■ **Images for object localization**:

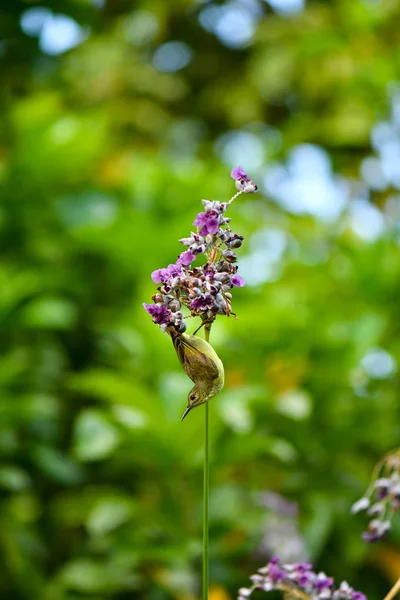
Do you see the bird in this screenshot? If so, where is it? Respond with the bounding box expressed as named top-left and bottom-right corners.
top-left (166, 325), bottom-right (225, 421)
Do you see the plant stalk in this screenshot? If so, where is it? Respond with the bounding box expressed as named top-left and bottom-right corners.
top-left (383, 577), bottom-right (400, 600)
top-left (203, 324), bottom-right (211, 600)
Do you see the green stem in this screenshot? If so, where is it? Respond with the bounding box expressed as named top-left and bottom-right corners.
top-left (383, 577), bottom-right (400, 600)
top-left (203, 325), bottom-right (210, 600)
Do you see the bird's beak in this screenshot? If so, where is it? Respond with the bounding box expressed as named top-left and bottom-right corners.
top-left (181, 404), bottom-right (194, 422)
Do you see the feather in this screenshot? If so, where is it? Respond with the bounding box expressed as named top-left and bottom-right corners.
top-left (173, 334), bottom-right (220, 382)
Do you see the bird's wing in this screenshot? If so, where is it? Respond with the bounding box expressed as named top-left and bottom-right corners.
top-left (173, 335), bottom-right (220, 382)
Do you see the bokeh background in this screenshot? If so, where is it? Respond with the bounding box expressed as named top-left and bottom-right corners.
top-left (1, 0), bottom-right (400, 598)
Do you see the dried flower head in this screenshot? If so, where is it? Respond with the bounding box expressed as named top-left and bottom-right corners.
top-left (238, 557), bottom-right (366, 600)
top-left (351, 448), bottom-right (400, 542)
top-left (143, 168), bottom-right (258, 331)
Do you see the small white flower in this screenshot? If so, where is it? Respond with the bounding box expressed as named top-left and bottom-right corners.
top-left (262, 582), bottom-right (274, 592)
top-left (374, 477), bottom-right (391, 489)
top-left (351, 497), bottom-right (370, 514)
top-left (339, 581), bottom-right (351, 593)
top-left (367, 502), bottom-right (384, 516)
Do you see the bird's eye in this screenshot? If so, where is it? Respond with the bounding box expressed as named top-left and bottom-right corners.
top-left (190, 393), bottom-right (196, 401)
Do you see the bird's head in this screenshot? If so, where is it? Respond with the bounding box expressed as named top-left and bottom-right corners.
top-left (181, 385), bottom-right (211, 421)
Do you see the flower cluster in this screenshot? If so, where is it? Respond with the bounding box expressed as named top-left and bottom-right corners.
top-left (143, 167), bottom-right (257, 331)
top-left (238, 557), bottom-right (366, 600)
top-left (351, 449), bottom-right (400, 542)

■ **Task item**: Produce an exact repeat of the lines from the one containing "Do you see the bird's head" through the last line of the data, and nothing more.

■ **Solution to the problem**:
Do you see the bird's head in this screenshot? If so, where is it? Respond with the bounding box expressed as named top-left and bottom-right corners.
top-left (181, 385), bottom-right (211, 421)
Do you see the flower cluster in this screenshot? If so, where is it? Respond with the bounding box expressed as named top-left and bottom-right corners.
top-left (143, 167), bottom-right (257, 331)
top-left (238, 557), bottom-right (366, 600)
top-left (351, 449), bottom-right (400, 542)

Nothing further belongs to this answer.